■ TASKS FOR THIS EXERCISE:
**A.** Rewrite the health leadership article between "High-risk occupations are" and "other emergency services.", inclusive, changing "employee health" to "worker health".
**B.** State whether each statement agrees with the health leadership article, answering yes or no and quoting the words that decide it: (i) The article is credited to the Australian Psychological Society. (ii) The United States Army is investigating general leadership skills. (iii) Soldiers on combat deployment are less likely to experience insomnia.

■ EXERCISE PASSAGE:
BEGIN

Work & performance

September 14 2016

Targeting certain behaviours can improve health in high-risk occupations

By Australian Psychological Society

In high-risk occupations, leaders can protect the health of their staff by promoting certain behaviours like getting enough sleep, dealing with grief or talking up about stress.

High-risk occupations are often linked with psychological and physical stress but new research suggests leadership skills that target specific outcomes may lead to better results for employee health.

While studies have traditionally considered the impact of general leadership skills on employee performance, the United States Army is investigating the use of developing specific health leadership skills to improve the performance and psychological outcomes of its soldiers.

The emerging research could have major implications for people working in a range of high-risk occupations, from defence force personnel through to police and other emergency services.

Targeting leadership skills

Soldiers on combat deployment are at greater risk of mental health problems, including Post Traumatic Stress Disorder (PTSD), depression, anxiety, and anger or aggression. They are also more likely to experience insomnia, substance abuse and relationship problems.

END

Referring expression data:
BEGIN

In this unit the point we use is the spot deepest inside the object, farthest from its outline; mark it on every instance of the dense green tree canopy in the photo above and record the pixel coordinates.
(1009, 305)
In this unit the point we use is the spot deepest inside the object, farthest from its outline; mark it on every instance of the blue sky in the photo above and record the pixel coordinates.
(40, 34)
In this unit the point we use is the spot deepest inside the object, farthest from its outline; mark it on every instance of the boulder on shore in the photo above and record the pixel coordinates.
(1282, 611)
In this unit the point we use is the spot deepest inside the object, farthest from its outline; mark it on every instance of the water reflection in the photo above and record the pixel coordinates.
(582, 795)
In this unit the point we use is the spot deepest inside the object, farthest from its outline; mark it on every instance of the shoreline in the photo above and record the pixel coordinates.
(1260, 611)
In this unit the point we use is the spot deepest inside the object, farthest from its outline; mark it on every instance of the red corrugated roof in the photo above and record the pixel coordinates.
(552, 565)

END
BEGIN

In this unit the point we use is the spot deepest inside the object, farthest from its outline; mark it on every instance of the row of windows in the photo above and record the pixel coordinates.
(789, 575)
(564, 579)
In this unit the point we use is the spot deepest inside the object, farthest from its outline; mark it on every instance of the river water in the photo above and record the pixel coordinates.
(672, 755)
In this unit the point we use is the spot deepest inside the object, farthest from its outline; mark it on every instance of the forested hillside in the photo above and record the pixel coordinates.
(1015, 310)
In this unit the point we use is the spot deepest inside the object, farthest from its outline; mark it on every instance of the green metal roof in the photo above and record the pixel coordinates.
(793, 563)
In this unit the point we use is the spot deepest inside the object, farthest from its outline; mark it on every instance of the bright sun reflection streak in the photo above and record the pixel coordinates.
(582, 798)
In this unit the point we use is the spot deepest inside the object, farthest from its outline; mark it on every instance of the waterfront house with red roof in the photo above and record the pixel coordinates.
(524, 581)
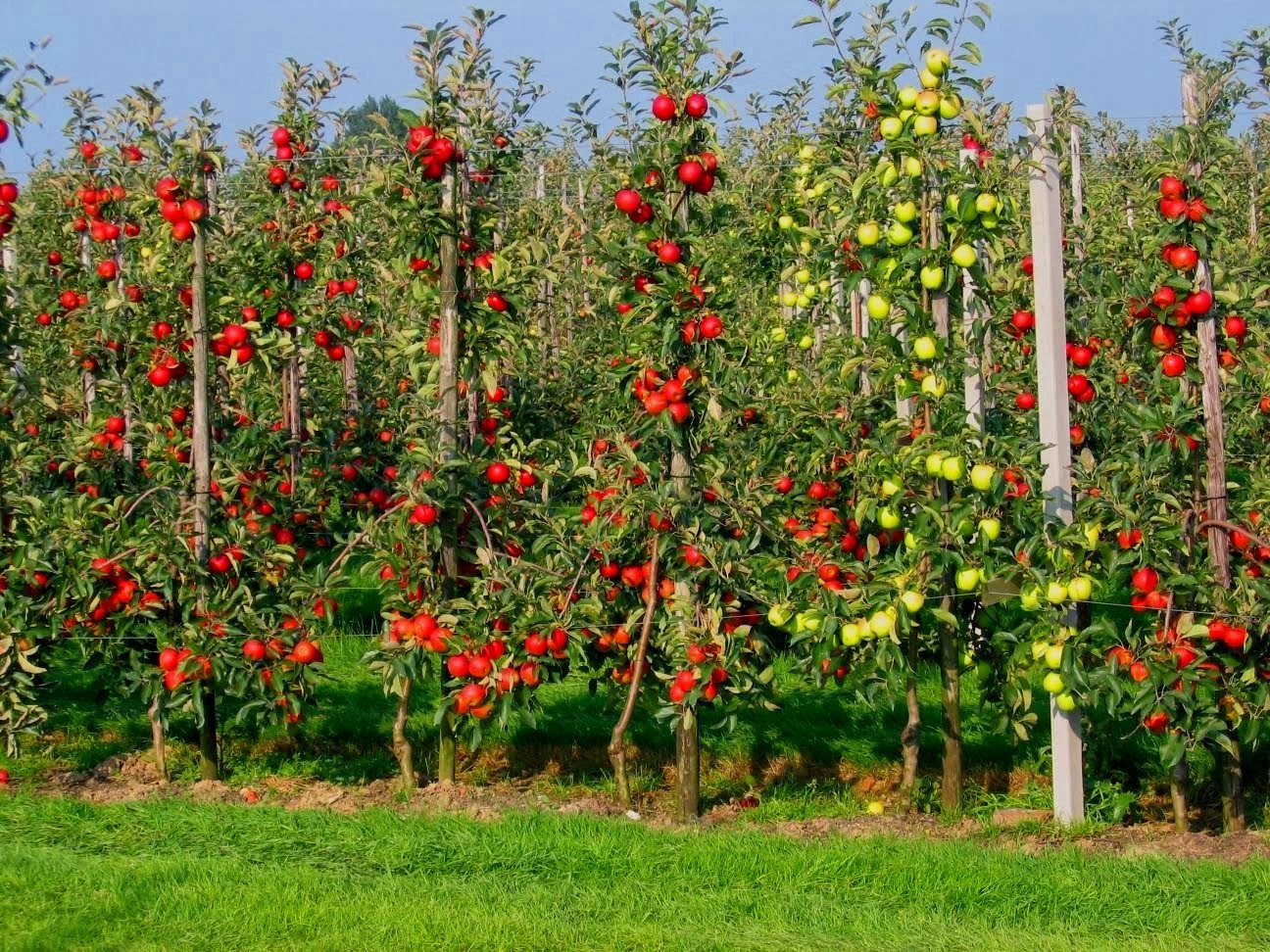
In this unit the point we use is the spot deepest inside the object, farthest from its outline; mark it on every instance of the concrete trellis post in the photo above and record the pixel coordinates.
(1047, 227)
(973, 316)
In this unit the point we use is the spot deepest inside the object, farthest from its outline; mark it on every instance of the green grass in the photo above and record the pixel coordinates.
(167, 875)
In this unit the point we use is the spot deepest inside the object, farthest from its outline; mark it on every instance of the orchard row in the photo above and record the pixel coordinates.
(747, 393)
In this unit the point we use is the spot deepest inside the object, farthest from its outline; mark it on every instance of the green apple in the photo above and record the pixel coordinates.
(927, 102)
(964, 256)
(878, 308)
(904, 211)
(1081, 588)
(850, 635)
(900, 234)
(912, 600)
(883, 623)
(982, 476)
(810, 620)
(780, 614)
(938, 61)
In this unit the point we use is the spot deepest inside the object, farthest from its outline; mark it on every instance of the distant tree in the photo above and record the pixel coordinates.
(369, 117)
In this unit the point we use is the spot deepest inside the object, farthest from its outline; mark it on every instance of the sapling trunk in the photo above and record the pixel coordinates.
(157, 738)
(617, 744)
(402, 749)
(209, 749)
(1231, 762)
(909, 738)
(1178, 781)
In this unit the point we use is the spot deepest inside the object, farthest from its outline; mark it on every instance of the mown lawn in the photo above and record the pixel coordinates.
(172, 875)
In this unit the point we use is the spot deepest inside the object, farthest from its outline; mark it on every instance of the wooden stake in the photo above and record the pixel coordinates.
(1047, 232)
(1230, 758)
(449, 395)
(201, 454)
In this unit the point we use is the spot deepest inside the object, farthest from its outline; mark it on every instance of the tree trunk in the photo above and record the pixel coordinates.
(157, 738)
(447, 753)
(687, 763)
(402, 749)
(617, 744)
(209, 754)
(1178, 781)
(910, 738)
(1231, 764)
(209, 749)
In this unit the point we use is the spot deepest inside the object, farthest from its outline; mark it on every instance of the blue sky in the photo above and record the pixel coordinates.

END
BEGIN

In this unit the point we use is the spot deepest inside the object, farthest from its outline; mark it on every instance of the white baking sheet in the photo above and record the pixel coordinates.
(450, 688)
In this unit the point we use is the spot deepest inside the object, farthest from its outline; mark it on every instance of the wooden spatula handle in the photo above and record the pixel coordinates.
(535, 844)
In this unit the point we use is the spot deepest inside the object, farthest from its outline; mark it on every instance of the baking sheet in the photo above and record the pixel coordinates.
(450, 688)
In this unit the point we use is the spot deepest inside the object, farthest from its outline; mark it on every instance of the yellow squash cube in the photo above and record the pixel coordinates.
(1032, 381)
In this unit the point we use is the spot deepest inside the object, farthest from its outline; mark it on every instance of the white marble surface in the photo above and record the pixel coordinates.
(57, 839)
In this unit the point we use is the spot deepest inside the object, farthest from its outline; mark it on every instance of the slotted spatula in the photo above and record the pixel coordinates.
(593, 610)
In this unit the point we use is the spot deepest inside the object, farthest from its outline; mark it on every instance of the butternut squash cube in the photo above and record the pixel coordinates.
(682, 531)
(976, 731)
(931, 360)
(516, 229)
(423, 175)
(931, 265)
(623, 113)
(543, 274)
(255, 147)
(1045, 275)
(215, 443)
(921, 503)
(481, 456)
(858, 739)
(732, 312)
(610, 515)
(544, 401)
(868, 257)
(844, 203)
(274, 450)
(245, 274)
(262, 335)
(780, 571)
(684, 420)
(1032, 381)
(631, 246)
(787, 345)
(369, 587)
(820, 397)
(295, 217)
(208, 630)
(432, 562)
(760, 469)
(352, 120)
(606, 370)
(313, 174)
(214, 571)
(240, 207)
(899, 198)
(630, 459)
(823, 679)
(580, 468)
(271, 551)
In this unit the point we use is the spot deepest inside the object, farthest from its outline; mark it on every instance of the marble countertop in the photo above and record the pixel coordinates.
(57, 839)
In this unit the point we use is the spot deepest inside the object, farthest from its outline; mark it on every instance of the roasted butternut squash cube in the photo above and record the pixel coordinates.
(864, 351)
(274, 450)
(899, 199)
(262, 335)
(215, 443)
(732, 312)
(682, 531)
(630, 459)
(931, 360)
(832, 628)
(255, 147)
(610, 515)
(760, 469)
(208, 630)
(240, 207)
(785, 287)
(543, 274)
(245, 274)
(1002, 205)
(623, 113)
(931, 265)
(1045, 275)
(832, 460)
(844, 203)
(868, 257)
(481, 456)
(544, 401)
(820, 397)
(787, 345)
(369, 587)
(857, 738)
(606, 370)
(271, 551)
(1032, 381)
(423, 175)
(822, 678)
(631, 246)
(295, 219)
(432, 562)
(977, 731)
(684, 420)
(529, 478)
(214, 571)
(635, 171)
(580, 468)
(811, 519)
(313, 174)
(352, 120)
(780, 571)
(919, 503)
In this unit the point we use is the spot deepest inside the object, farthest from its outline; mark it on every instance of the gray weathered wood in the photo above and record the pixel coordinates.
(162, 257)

END

■ ANSWERS BY ITEM:
**A.**
High-risk occupations are often linked with psychological and physical stress but new research suggests leadership skills that target specific outcomes may lead to better results for worker health.

While studies have traditionally considered the impact of general leadership skills on employee performance, the United States Army is investigating the use of developing specific health leadership skills to improve the performance and psychological outcomes of its soldiers.

The emerging research could have major implications for people working in a range of high-risk occupations, from defence force personnel through to police and other emergency services.

**B.**
(i) Yes: "By Australian Psychological Society"
(ii) No: "the United States Army is investigating the use of developing specific health leadership skills"
(iii) No: "They are also more likely to experience insomnia"